DIRECTIONS >> Can you rewrite the epilepsy screening study summary between "Purpose of the" and "with spontaneous seizures.", inclusive, with "novel" replaced by "new"?

TEXT EXCERPT >>
Purpose of the Study:

  • To evaluate a novel tiered screening program for anticonvulsant discovery.
  • To investigate compounds using a model of chronic epilepsy with spontaneous seizures.
  • To compare the efficacy of compounds identified through this tiered approach against traditional screening methods.

Main Methods:

  • A tiered program was employed, starting with high-throughput in vitro models and progressing to low-throughput in vivo models.
  • Organotypic hippocampal slice cultures were used to quantify epileptogenesis via lactate production and lactate dehydrogenase release.
  • Compounds showing promise were further tested using in vitro electrophysiology and the kainate model of chronic epilepsy for spontaneous seizure analysis.

Main Results:

  • The study screened 407 compound-concentration combinations.
  • Celecoxib, a cyclooxygenase inhibitor, showed no effect on seizures in normal brain tissue models.
  • Celecoxib demonstrated significant antiseizure activity across all tested models of chronic epilepsy.

Conclusions:

  • Organotypic hippocampal cultures enable rapid screening of compounds in chronic epilepsy models by compressing the time scale of epileptogenesis.
  • Biomarker assays for seizure-like activity and cell death in these cultures overcome throughput limitations of traditional in vivo models.
  • This innovative screening strategy successfully identified an anticonvulsant (celecoxib) that traditional acute models would likely miss, offering a new avenue for drug discovery in resistant epilepsy.

SOURCE MATERIAL >>
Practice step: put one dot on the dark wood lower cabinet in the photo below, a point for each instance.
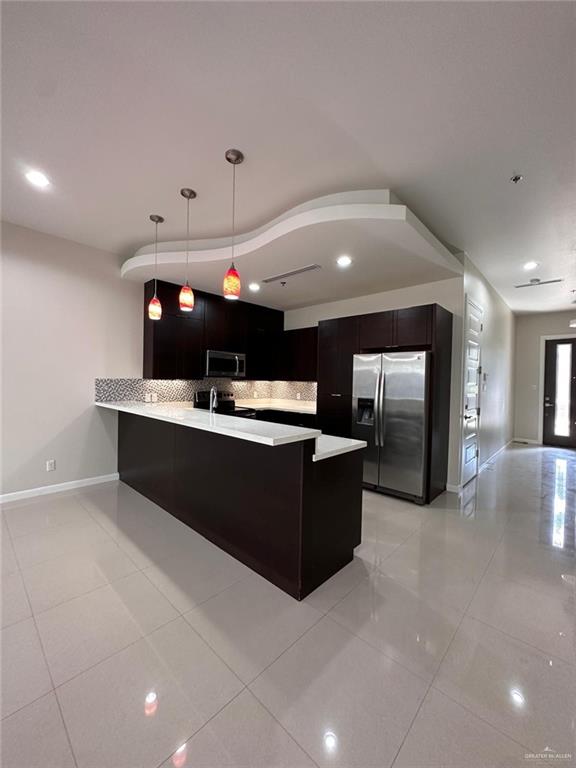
(293, 521)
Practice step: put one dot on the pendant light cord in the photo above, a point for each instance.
(233, 208)
(187, 238)
(155, 257)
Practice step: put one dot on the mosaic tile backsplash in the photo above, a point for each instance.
(172, 390)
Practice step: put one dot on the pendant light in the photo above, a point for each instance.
(155, 308)
(231, 285)
(186, 298)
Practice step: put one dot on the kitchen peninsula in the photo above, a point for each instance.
(284, 500)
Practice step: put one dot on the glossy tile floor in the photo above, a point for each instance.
(129, 641)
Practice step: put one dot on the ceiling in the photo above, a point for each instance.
(121, 104)
(389, 245)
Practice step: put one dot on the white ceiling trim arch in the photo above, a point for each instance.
(378, 205)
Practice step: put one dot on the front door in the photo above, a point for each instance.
(560, 393)
(471, 405)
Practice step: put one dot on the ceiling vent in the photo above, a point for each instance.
(293, 273)
(536, 281)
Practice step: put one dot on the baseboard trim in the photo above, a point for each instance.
(44, 490)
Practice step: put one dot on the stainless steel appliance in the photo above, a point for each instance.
(220, 401)
(389, 412)
(229, 365)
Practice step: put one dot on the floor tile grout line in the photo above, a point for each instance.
(290, 735)
(434, 676)
(58, 704)
(201, 728)
(516, 639)
(478, 717)
(85, 594)
(116, 653)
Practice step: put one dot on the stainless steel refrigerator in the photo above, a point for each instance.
(389, 412)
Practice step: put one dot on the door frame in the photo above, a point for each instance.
(468, 300)
(541, 365)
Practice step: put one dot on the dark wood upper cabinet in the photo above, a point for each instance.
(175, 346)
(337, 343)
(299, 355)
(225, 324)
(410, 327)
(377, 330)
(413, 326)
(264, 342)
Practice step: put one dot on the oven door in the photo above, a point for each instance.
(226, 365)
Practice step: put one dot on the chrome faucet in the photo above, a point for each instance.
(213, 399)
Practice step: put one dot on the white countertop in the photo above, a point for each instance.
(295, 406)
(328, 446)
(185, 414)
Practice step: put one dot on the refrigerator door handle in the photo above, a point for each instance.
(381, 385)
(376, 417)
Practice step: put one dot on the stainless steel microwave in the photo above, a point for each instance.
(227, 365)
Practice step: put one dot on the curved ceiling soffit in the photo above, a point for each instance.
(375, 205)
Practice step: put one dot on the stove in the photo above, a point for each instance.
(226, 404)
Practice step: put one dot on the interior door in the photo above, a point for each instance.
(365, 410)
(560, 393)
(471, 405)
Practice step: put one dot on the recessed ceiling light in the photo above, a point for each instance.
(38, 179)
(344, 261)
(517, 697)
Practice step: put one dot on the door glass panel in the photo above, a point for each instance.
(562, 397)
(559, 519)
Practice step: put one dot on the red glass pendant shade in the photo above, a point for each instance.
(231, 286)
(186, 298)
(154, 308)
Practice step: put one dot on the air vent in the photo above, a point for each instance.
(293, 273)
(535, 282)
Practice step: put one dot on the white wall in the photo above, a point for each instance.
(67, 318)
(527, 391)
(496, 397)
(447, 293)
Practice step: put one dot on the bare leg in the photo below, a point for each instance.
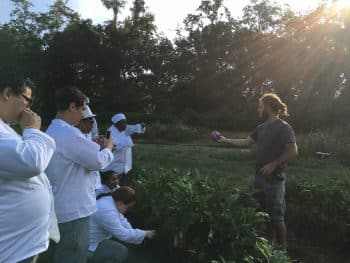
(272, 233)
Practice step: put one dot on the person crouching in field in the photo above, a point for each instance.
(276, 145)
(109, 221)
(27, 217)
(110, 182)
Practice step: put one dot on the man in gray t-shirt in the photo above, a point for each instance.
(276, 145)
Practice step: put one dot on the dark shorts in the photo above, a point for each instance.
(271, 197)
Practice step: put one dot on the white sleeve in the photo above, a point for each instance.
(25, 158)
(87, 153)
(106, 158)
(109, 220)
(131, 129)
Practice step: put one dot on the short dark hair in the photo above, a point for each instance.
(68, 95)
(124, 194)
(17, 86)
(276, 103)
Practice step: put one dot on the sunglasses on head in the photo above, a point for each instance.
(29, 101)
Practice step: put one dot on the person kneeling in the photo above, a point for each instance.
(109, 221)
(109, 181)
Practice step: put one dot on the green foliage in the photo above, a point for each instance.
(210, 75)
(320, 205)
(199, 218)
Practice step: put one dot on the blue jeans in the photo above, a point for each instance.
(271, 197)
(30, 260)
(74, 243)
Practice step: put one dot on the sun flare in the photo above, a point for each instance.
(342, 4)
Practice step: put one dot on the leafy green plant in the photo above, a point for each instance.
(199, 218)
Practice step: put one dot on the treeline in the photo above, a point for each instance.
(211, 74)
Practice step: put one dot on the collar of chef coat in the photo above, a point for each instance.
(121, 139)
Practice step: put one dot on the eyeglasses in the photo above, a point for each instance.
(90, 119)
(29, 101)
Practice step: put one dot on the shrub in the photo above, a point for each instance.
(200, 219)
(320, 210)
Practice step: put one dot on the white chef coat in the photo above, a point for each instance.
(122, 162)
(95, 174)
(108, 222)
(70, 169)
(26, 201)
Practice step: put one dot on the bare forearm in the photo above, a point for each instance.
(238, 142)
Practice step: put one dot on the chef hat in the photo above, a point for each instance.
(88, 113)
(118, 117)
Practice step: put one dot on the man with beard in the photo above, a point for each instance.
(69, 172)
(276, 145)
(27, 217)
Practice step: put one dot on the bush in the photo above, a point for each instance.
(320, 210)
(158, 132)
(199, 219)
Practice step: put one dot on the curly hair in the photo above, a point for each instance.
(275, 103)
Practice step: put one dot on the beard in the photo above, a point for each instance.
(264, 116)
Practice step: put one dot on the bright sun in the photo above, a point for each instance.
(341, 4)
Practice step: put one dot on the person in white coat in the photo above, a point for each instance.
(27, 217)
(70, 174)
(109, 221)
(121, 132)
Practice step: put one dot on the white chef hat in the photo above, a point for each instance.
(88, 113)
(118, 117)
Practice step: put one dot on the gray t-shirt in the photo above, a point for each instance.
(271, 139)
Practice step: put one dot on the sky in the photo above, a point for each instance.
(169, 14)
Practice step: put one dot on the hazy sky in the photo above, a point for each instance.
(168, 13)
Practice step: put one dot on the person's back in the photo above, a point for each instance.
(109, 221)
(121, 132)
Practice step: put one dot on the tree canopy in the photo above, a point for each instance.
(211, 74)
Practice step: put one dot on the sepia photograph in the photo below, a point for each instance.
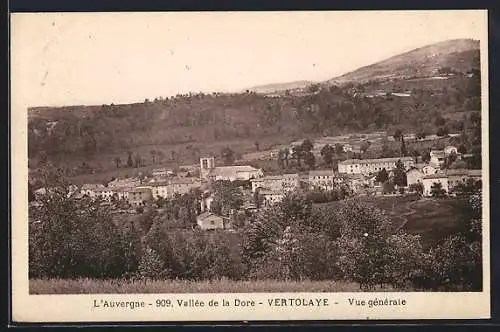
(257, 152)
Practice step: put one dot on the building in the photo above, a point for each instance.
(206, 203)
(414, 176)
(271, 197)
(437, 158)
(323, 179)
(369, 166)
(124, 183)
(170, 188)
(283, 182)
(460, 176)
(206, 165)
(209, 171)
(450, 149)
(429, 170)
(429, 180)
(161, 172)
(209, 221)
(90, 190)
(139, 196)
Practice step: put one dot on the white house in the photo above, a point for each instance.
(91, 189)
(209, 221)
(323, 179)
(437, 158)
(283, 182)
(368, 166)
(271, 197)
(450, 149)
(429, 180)
(429, 170)
(414, 176)
(208, 170)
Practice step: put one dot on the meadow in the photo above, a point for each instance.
(124, 286)
(430, 218)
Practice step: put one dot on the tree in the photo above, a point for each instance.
(421, 134)
(137, 160)
(297, 153)
(442, 131)
(327, 153)
(227, 196)
(404, 152)
(130, 162)
(153, 154)
(364, 146)
(426, 156)
(307, 145)
(382, 176)
(437, 190)
(227, 156)
(399, 177)
(309, 159)
(397, 134)
(339, 149)
(440, 121)
(417, 188)
(118, 162)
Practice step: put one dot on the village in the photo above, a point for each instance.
(352, 177)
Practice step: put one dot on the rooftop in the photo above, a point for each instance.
(321, 172)
(375, 161)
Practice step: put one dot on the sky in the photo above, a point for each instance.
(102, 58)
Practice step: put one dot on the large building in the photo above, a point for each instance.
(170, 188)
(209, 171)
(322, 179)
(369, 166)
(429, 180)
(284, 182)
(139, 196)
(210, 221)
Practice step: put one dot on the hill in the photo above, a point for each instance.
(178, 130)
(458, 55)
(278, 87)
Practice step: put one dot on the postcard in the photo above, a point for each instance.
(249, 166)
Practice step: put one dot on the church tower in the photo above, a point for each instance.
(206, 166)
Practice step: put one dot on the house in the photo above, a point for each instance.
(429, 180)
(322, 179)
(283, 182)
(206, 203)
(437, 158)
(91, 189)
(139, 196)
(209, 221)
(271, 197)
(414, 176)
(369, 166)
(347, 148)
(429, 170)
(450, 149)
(161, 172)
(459, 176)
(124, 183)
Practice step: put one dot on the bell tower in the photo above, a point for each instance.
(206, 165)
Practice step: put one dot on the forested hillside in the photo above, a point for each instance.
(186, 126)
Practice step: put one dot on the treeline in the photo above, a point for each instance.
(292, 240)
(236, 116)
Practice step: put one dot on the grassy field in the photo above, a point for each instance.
(433, 219)
(94, 286)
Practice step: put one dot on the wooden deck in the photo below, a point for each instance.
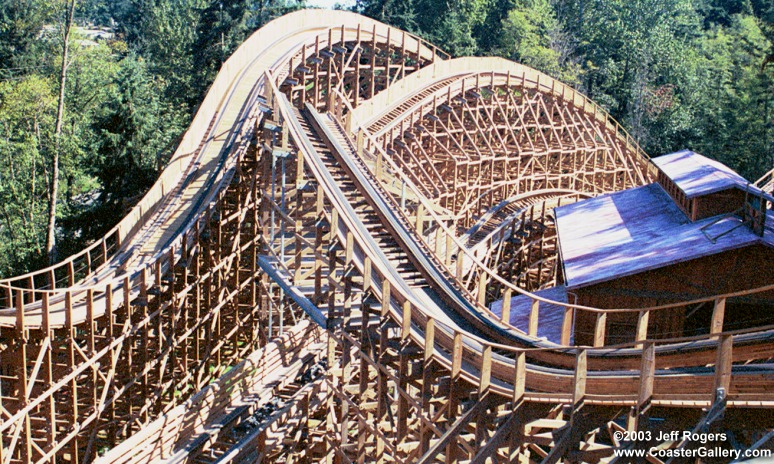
(636, 230)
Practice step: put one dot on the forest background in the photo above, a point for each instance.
(82, 138)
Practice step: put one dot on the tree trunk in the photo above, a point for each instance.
(51, 231)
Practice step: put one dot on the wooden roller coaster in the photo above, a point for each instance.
(314, 278)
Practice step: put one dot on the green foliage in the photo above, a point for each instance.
(27, 110)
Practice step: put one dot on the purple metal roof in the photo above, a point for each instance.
(698, 175)
(636, 230)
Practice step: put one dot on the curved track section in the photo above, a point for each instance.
(273, 212)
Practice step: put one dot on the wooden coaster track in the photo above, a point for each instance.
(328, 179)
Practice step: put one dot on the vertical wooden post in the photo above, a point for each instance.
(638, 418)
(427, 393)
(506, 313)
(579, 385)
(21, 376)
(642, 326)
(600, 328)
(723, 363)
(567, 325)
(718, 314)
(533, 318)
(454, 394)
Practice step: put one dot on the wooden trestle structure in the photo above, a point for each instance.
(311, 279)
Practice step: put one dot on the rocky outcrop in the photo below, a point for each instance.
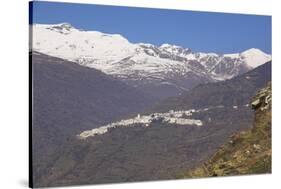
(248, 152)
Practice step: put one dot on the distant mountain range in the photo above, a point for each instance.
(161, 71)
(69, 98)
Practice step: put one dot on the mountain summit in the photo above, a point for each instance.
(163, 71)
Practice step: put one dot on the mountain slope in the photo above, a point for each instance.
(161, 150)
(167, 70)
(233, 92)
(69, 98)
(248, 152)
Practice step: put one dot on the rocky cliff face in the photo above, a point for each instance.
(248, 152)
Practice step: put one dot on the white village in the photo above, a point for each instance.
(172, 117)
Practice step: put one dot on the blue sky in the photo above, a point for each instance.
(200, 31)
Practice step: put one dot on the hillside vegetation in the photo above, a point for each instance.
(248, 152)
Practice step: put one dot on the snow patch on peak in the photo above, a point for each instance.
(255, 57)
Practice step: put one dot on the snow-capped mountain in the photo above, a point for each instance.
(164, 70)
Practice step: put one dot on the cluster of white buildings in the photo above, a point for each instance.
(172, 117)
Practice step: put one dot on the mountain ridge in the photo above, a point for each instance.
(165, 70)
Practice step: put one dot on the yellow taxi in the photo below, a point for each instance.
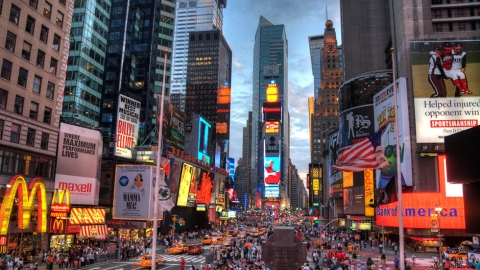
(176, 248)
(206, 240)
(146, 261)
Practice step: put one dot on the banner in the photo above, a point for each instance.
(25, 200)
(128, 116)
(133, 194)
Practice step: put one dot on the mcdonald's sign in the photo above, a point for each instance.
(58, 226)
(18, 188)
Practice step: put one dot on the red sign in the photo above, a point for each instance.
(419, 207)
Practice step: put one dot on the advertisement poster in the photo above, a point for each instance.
(355, 124)
(384, 111)
(173, 126)
(133, 195)
(79, 158)
(444, 106)
(128, 116)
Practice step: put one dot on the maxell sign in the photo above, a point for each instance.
(79, 163)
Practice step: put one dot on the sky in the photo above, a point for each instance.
(301, 19)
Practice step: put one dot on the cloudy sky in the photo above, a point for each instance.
(301, 19)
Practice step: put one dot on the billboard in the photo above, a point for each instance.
(454, 112)
(79, 159)
(355, 124)
(128, 116)
(173, 126)
(384, 111)
(419, 207)
(204, 129)
(133, 193)
(25, 198)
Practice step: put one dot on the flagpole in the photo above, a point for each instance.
(157, 175)
(399, 171)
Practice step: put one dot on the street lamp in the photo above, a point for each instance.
(439, 209)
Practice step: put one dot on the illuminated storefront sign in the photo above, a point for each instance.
(419, 207)
(25, 204)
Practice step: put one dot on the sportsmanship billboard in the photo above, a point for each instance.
(457, 108)
(79, 159)
(128, 116)
(384, 110)
(133, 194)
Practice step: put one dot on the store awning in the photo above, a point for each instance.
(93, 230)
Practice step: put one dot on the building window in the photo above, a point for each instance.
(33, 3)
(44, 34)
(50, 89)
(18, 108)
(2, 123)
(47, 10)
(56, 42)
(31, 137)
(22, 77)
(3, 98)
(14, 14)
(33, 110)
(37, 84)
(59, 20)
(26, 50)
(6, 69)
(15, 134)
(44, 141)
(53, 66)
(10, 41)
(47, 115)
(40, 58)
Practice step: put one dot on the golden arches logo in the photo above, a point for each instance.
(26, 203)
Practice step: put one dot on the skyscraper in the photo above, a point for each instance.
(200, 15)
(270, 62)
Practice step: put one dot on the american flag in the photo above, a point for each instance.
(367, 153)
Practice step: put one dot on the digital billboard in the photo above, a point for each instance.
(204, 129)
(453, 111)
(79, 159)
(173, 126)
(128, 116)
(384, 110)
(418, 208)
(185, 181)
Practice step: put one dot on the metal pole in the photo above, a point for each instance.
(399, 163)
(157, 175)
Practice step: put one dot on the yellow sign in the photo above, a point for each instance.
(347, 179)
(369, 193)
(26, 203)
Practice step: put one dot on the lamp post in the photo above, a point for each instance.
(438, 209)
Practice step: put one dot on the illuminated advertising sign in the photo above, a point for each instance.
(128, 116)
(384, 110)
(362, 226)
(188, 173)
(455, 111)
(369, 192)
(419, 207)
(133, 193)
(272, 111)
(203, 139)
(173, 126)
(271, 127)
(24, 198)
(79, 158)
(355, 123)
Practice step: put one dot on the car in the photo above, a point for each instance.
(206, 240)
(176, 248)
(194, 249)
(146, 261)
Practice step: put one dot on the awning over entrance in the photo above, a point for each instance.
(93, 230)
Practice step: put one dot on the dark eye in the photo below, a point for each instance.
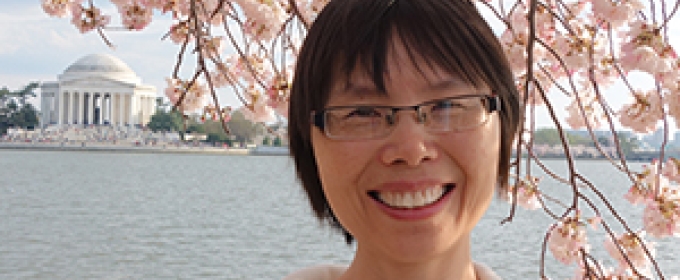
(447, 104)
(364, 112)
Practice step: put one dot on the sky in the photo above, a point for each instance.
(37, 47)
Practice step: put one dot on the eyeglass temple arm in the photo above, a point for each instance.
(317, 119)
(494, 103)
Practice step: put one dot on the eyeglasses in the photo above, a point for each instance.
(361, 122)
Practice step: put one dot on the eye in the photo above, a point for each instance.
(448, 104)
(366, 112)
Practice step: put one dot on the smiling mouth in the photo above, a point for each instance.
(414, 199)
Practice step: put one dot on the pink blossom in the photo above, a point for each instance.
(636, 194)
(212, 46)
(264, 18)
(86, 19)
(527, 193)
(135, 16)
(258, 113)
(585, 110)
(566, 240)
(617, 13)
(632, 247)
(673, 101)
(194, 96)
(660, 219)
(59, 8)
(179, 32)
(643, 115)
(671, 170)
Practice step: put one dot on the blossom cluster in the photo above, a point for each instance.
(594, 44)
(657, 189)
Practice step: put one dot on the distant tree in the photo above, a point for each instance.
(244, 130)
(14, 109)
(629, 143)
(165, 121)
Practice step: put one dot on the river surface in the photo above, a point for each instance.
(91, 215)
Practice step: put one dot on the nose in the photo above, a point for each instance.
(408, 143)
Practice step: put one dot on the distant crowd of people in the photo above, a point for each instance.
(106, 135)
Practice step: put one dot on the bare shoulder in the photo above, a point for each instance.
(319, 272)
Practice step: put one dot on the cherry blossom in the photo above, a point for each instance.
(527, 193)
(86, 19)
(135, 16)
(567, 239)
(59, 8)
(194, 95)
(631, 245)
(642, 115)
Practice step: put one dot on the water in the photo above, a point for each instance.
(71, 215)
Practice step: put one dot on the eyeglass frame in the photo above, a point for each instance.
(318, 118)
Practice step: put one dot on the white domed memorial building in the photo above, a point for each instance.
(98, 89)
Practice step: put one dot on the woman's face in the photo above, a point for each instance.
(368, 182)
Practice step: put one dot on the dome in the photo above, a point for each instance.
(100, 65)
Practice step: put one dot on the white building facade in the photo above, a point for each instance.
(98, 89)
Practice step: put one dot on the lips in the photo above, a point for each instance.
(412, 199)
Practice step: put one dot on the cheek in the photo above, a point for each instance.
(338, 162)
(478, 155)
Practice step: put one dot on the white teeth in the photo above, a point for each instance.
(412, 199)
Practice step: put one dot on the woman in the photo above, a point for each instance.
(402, 117)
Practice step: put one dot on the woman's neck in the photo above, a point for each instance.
(453, 263)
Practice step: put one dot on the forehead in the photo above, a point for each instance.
(402, 67)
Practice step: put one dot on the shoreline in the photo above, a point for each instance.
(82, 147)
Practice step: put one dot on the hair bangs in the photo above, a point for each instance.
(428, 33)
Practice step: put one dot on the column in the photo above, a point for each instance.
(106, 102)
(133, 110)
(81, 108)
(43, 105)
(90, 112)
(60, 110)
(100, 120)
(121, 105)
(69, 112)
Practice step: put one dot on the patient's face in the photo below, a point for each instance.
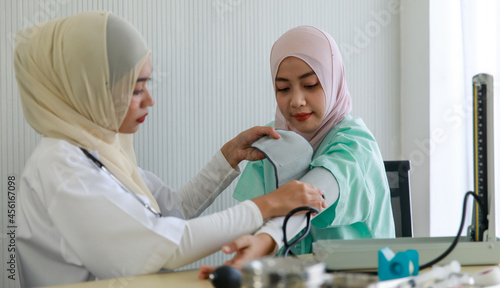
(299, 95)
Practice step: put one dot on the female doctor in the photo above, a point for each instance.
(86, 211)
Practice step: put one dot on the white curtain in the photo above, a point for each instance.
(464, 41)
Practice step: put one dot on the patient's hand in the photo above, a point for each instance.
(247, 247)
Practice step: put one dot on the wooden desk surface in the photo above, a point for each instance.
(183, 279)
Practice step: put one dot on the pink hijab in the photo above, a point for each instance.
(318, 49)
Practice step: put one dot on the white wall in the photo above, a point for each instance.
(212, 80)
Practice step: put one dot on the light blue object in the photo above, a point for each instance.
(290, 155)
(399, 265)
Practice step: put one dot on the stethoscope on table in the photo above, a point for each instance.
(103, 168)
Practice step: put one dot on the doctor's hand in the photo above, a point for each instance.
(246, 247)
(238, 149)
(288, 197)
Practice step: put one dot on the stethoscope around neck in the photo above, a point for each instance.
(103, 168)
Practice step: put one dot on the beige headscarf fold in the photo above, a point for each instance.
(76, 77)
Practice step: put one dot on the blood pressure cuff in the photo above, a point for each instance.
(290, 155)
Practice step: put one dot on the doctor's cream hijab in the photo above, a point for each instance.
(318, 49)
(76, 77)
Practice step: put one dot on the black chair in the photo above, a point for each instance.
(398, 174)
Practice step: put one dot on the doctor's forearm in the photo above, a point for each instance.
(206, 235)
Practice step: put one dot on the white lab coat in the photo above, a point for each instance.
(77, 224)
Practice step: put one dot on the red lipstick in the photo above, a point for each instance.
(301, 117)
(140, 120)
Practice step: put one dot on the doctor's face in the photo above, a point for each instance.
(299, 95)
(141, 101)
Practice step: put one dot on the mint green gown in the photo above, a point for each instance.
(363, 210)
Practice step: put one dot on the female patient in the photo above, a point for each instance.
(82, 81)
(313, 100)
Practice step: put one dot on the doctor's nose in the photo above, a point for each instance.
(148, 100)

WRITTEN ANSWER >>
Purpose of the Study:

  • To evaluate a new tiered screening program for anticonvulsant discovery.
  • To investigate compounds using a model of chronic epilepsy with spontaneous seizures.